◆ SET TASK ◆
Write out the listing again, from its start through the line containing "point(334, 187)", swapping "white interior door" for "wooden closet door" and changing nothing else. Leave the pictures out of your answer.

[Begin RAW RECORDS]

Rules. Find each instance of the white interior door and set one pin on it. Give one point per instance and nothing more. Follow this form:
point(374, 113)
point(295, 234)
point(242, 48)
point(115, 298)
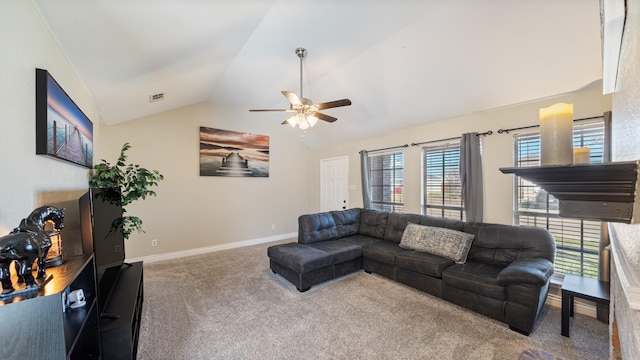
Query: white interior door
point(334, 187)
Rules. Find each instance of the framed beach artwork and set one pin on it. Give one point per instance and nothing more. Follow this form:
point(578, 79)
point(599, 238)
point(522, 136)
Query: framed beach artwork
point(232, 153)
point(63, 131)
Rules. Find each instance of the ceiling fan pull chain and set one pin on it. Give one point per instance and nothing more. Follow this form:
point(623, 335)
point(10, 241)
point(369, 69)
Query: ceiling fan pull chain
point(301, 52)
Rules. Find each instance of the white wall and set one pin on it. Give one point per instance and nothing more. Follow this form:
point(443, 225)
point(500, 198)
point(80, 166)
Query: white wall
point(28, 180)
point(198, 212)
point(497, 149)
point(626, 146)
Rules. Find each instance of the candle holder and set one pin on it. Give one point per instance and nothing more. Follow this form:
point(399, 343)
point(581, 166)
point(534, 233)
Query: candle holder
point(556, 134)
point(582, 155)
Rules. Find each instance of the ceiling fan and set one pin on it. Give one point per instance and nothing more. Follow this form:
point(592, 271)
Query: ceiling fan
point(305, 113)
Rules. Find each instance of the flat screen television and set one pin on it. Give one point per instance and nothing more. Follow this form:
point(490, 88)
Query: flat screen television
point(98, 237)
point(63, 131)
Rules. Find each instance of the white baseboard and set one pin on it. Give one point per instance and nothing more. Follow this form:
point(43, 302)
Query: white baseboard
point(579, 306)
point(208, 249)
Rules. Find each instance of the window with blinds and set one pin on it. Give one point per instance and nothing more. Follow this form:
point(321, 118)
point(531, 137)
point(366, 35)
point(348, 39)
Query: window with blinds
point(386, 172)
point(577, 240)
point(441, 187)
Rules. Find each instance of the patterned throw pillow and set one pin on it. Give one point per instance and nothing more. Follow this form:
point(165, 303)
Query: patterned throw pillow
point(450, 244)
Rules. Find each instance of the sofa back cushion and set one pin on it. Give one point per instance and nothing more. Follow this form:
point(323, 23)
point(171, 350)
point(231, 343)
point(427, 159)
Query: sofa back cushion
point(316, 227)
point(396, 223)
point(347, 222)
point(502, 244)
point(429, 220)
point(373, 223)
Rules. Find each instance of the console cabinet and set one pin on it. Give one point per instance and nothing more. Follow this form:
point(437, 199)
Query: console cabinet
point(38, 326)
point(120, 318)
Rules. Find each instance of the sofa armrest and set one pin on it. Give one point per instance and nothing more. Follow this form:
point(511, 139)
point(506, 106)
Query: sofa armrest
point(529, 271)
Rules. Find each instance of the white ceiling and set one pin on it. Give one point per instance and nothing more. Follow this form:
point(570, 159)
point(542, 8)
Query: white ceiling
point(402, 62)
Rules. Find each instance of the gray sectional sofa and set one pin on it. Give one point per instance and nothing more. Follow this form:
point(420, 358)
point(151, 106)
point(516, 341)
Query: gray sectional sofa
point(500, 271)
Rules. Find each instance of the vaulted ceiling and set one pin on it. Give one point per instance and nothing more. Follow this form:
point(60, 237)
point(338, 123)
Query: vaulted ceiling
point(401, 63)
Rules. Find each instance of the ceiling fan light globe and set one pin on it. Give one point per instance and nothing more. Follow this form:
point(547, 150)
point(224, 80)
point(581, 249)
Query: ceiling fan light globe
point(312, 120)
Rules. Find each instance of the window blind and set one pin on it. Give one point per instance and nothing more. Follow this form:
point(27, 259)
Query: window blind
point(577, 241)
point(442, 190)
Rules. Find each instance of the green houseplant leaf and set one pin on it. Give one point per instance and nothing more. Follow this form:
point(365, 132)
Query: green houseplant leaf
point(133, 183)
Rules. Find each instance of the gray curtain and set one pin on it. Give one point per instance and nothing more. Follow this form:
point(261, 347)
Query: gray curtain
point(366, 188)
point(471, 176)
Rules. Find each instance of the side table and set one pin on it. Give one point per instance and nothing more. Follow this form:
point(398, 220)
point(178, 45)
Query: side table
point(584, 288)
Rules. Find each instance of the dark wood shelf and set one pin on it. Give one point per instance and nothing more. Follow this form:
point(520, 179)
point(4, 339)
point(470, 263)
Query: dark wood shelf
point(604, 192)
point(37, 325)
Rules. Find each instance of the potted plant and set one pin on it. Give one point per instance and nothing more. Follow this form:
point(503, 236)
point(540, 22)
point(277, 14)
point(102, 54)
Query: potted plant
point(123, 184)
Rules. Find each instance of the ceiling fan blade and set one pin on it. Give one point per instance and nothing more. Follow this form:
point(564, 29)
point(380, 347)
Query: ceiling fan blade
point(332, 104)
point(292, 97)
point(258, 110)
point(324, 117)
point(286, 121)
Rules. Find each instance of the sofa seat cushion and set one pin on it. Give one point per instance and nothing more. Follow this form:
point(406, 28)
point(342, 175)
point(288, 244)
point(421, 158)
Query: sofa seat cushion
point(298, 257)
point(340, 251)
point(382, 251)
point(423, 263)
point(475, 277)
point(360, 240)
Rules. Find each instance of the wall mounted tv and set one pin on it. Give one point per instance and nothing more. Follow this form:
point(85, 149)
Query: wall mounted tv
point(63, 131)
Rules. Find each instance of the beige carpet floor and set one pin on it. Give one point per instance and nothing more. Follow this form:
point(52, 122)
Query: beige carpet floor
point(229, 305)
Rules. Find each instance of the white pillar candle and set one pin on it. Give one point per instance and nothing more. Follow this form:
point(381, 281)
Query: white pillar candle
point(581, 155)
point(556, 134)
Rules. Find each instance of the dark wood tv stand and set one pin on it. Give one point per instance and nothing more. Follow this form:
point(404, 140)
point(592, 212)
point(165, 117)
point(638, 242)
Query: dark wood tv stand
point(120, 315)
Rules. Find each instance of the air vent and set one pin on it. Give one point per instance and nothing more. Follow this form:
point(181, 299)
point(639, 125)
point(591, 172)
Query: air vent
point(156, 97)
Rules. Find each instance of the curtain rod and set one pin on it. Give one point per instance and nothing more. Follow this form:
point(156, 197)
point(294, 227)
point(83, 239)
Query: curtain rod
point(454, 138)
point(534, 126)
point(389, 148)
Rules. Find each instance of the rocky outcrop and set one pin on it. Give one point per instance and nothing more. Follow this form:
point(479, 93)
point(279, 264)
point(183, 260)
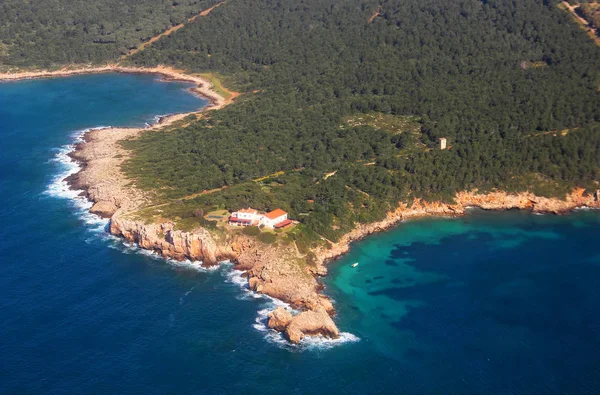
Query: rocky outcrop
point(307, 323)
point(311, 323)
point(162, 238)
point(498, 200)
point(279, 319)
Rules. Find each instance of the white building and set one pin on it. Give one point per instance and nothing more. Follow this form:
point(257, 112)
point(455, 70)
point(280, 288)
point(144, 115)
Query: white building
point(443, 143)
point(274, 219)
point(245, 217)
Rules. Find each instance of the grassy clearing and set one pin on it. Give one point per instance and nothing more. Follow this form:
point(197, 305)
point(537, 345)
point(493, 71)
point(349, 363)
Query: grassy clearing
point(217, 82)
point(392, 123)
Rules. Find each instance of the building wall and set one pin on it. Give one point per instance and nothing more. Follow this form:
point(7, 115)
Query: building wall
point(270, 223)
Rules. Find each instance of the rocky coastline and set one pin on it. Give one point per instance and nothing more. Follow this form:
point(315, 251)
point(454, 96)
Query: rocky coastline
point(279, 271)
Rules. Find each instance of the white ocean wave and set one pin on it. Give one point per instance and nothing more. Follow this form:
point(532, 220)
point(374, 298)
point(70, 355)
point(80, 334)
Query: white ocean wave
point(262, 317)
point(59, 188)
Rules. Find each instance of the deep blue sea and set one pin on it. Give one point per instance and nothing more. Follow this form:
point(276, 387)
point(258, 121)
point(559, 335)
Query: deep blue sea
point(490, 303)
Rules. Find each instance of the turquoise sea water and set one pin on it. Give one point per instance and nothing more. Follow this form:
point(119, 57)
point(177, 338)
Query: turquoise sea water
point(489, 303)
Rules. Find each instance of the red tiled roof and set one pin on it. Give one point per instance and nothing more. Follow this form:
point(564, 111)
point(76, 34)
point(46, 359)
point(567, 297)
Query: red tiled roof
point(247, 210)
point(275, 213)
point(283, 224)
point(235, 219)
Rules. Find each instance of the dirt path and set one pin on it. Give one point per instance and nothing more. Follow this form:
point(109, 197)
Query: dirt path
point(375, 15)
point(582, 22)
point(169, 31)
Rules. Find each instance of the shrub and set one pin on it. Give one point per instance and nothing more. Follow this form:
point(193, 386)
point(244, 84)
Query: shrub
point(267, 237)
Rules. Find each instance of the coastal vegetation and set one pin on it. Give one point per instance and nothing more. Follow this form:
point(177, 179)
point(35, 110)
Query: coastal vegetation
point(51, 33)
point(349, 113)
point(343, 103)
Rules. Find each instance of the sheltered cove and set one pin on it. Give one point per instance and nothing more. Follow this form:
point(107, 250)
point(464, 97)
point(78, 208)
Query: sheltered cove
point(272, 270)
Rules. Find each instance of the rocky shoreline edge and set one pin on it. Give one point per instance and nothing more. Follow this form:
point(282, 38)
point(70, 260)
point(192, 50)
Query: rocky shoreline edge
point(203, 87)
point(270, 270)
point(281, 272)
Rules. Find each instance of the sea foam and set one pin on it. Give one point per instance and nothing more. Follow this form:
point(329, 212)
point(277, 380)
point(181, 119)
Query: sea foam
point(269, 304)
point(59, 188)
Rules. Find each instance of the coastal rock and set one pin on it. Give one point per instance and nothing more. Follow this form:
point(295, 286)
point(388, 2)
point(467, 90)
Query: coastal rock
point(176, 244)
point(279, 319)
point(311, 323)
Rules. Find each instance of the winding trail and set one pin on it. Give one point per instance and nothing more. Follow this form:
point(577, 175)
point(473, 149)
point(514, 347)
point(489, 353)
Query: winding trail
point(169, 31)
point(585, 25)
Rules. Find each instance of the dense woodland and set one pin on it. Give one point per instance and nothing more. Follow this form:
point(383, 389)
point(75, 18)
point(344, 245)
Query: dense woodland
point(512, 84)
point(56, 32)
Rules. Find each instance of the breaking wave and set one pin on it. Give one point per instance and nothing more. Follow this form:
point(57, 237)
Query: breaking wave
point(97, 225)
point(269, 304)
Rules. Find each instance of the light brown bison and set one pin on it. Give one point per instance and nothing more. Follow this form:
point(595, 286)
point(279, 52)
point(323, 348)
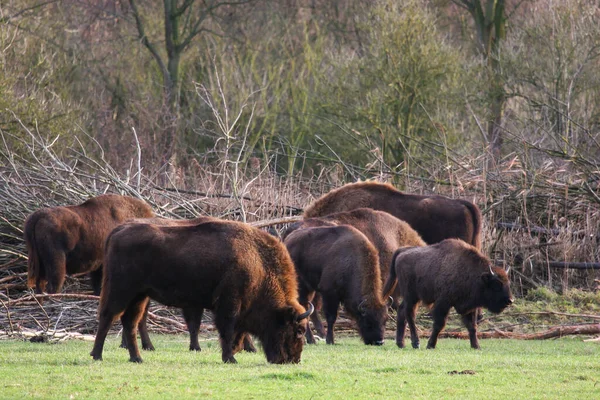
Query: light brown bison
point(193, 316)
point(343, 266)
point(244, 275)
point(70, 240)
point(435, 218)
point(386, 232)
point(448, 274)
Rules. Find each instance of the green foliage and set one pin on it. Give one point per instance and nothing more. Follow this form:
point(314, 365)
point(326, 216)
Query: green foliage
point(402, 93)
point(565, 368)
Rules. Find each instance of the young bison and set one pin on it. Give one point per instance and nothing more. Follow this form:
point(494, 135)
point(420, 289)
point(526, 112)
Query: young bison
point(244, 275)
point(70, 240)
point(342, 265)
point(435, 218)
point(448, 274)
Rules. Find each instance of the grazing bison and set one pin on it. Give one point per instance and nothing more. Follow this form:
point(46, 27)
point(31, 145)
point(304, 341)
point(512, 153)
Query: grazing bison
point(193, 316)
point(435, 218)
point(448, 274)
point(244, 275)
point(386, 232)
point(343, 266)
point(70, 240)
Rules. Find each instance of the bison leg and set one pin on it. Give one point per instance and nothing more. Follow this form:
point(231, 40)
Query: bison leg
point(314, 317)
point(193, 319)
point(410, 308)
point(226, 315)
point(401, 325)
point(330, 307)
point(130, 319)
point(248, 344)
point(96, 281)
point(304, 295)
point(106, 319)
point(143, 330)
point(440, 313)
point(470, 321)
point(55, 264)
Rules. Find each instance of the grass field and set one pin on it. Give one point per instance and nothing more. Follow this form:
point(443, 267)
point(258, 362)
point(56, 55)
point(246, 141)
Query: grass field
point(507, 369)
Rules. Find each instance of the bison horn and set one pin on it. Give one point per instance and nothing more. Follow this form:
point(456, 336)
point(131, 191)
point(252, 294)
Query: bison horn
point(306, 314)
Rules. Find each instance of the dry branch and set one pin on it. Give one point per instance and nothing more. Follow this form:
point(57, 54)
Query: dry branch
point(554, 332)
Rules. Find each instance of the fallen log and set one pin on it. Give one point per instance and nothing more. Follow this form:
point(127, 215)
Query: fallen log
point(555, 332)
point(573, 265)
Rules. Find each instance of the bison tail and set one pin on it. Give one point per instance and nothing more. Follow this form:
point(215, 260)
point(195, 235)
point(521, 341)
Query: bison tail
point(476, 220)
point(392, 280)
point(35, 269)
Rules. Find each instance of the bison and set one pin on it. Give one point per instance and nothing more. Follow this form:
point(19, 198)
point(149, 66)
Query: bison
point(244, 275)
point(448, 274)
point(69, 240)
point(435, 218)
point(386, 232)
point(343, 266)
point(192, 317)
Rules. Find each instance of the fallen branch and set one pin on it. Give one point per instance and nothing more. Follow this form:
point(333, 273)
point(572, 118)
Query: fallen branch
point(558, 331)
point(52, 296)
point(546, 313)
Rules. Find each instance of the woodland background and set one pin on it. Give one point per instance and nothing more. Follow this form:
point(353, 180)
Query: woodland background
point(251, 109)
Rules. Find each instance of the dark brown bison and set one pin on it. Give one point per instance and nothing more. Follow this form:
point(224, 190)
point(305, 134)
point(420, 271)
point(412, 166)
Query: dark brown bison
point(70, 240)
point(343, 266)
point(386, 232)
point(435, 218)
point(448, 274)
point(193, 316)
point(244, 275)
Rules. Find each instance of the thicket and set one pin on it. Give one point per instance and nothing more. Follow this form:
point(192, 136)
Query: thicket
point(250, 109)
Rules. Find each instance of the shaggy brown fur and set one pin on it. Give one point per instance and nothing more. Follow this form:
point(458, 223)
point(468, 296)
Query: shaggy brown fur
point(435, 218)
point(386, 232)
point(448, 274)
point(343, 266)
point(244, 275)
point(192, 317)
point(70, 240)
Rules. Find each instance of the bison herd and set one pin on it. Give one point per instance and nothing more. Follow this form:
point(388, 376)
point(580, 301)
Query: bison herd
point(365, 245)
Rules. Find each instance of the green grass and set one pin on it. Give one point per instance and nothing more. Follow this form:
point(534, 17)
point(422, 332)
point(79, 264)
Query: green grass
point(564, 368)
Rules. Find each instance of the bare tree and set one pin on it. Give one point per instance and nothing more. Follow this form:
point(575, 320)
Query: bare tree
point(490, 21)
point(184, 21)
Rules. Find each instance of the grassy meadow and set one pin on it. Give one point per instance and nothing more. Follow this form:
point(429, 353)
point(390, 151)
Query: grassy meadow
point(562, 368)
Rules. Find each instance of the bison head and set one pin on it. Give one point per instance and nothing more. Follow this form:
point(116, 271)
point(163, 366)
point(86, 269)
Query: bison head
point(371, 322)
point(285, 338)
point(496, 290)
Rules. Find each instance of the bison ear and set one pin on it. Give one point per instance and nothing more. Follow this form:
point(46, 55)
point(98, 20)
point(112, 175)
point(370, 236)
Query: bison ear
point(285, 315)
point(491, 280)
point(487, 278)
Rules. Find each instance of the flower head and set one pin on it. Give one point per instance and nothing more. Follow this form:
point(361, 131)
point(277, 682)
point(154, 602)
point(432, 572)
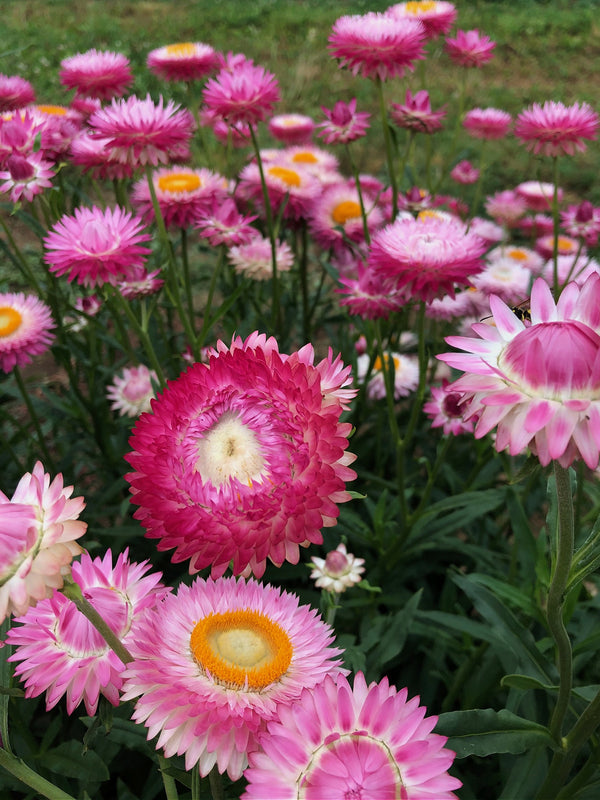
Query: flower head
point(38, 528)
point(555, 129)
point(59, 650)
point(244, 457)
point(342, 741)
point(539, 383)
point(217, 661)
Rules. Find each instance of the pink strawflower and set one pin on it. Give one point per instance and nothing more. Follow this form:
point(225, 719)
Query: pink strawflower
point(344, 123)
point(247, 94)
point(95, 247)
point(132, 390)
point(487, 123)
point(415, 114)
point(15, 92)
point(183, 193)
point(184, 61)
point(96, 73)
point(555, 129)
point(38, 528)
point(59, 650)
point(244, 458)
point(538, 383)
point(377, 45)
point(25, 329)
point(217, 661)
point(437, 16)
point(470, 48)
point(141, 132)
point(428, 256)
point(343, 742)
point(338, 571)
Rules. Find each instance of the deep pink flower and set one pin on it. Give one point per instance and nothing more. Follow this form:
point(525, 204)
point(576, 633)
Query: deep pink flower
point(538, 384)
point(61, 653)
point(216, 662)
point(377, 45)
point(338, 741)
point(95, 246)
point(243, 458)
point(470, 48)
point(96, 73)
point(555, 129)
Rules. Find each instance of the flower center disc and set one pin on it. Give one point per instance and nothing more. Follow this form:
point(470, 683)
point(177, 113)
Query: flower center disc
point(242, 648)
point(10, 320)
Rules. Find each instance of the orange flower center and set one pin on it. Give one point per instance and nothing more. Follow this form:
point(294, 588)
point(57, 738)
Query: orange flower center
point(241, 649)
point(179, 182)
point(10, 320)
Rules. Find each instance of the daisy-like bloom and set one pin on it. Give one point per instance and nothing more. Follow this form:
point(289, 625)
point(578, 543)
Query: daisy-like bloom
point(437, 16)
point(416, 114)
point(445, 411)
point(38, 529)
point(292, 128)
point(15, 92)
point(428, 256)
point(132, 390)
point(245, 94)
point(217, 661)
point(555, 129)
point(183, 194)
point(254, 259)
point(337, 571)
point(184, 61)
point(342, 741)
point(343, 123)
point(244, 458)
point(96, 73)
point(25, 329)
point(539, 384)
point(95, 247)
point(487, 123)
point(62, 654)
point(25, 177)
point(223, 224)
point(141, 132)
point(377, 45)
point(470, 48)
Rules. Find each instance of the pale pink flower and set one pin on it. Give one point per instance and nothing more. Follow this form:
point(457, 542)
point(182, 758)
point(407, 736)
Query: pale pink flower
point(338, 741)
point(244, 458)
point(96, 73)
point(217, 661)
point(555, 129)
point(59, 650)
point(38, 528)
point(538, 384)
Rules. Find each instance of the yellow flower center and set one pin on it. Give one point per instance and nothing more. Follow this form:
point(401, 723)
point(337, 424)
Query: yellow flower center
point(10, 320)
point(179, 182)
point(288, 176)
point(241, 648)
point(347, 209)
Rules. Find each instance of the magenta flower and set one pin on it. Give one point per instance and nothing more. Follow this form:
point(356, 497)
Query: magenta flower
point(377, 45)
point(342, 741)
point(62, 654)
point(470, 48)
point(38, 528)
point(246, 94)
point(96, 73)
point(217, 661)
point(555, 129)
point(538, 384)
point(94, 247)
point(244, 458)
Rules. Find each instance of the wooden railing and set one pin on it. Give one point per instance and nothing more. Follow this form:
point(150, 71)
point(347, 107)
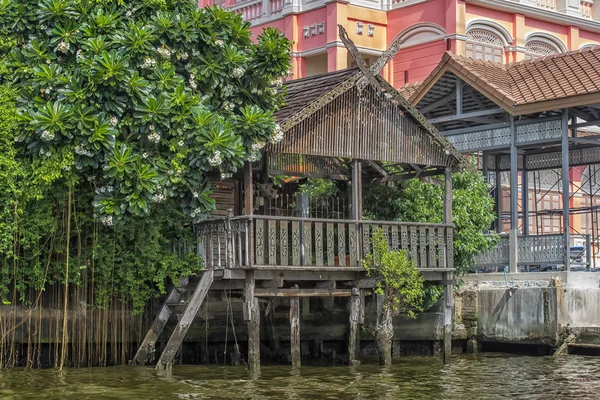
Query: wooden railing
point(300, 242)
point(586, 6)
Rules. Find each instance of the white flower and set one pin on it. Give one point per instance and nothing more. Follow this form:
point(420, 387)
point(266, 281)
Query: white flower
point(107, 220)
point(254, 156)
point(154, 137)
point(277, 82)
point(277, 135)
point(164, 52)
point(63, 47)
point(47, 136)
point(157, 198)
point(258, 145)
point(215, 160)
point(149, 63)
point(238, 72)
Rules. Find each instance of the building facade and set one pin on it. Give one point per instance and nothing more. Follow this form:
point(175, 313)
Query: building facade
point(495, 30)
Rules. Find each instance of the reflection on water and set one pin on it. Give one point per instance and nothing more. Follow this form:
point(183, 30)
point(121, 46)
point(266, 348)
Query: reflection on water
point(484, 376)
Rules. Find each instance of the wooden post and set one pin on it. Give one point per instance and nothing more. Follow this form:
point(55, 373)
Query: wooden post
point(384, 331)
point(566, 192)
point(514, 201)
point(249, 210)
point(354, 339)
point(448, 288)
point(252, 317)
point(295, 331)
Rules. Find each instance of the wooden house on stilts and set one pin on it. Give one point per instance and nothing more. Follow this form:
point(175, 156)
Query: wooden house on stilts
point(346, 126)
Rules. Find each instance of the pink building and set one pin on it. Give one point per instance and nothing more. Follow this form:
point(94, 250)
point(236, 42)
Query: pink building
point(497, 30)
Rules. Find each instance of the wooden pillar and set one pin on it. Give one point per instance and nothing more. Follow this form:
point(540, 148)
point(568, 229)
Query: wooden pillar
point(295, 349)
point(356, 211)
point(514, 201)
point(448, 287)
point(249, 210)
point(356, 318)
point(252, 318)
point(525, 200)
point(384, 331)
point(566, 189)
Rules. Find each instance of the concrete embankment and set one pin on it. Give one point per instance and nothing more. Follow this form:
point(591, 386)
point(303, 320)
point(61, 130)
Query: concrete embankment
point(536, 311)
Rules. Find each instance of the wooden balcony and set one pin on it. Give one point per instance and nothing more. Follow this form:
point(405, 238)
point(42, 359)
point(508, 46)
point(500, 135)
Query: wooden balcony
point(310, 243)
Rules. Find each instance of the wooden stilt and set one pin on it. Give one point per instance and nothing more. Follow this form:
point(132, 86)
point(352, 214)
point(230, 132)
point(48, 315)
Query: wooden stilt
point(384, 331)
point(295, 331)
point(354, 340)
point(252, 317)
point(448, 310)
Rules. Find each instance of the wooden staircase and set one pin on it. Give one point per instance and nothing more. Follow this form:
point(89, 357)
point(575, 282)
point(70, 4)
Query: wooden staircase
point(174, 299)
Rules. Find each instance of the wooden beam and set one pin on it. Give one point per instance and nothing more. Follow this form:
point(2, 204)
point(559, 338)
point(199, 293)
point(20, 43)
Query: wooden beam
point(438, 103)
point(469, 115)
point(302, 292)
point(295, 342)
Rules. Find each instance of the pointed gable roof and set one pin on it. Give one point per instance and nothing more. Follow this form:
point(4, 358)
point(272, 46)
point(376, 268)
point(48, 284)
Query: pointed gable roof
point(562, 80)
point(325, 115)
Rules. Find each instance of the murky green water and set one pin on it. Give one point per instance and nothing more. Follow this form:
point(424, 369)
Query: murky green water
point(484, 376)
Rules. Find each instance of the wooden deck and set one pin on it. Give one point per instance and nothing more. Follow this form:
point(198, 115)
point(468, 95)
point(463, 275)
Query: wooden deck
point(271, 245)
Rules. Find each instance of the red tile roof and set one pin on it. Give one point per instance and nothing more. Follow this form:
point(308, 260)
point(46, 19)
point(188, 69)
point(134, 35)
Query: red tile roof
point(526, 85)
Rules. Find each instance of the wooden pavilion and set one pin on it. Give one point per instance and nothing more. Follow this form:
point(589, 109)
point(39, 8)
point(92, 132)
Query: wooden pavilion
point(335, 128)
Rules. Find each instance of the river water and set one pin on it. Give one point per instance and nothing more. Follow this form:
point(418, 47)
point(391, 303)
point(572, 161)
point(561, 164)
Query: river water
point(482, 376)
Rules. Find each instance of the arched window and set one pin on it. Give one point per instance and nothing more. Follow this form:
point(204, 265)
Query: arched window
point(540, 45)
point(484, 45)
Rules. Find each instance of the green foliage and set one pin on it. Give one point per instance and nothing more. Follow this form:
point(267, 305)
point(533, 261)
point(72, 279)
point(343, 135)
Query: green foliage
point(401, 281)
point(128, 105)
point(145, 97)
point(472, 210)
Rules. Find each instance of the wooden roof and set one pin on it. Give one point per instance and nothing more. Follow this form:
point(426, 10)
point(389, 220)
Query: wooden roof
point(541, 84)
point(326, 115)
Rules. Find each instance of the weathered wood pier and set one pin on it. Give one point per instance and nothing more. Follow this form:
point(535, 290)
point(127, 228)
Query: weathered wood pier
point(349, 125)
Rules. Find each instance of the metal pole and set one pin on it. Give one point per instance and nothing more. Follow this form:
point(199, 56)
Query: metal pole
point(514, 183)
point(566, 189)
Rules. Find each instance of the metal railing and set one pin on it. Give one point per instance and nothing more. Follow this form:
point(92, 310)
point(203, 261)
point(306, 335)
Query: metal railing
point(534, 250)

[End RAW RECORDS]

◆ SOLUTION TO THIS PROBLEM ◆
Rules. Find each instance of the wooden closet door and set one pin on it. Give one point per instance and nothing more. Follow this form:
point(374, 113)
point(295, 234)
point(242, 48)
point(115, 298)
Query: wooden closet door
point(334, 187)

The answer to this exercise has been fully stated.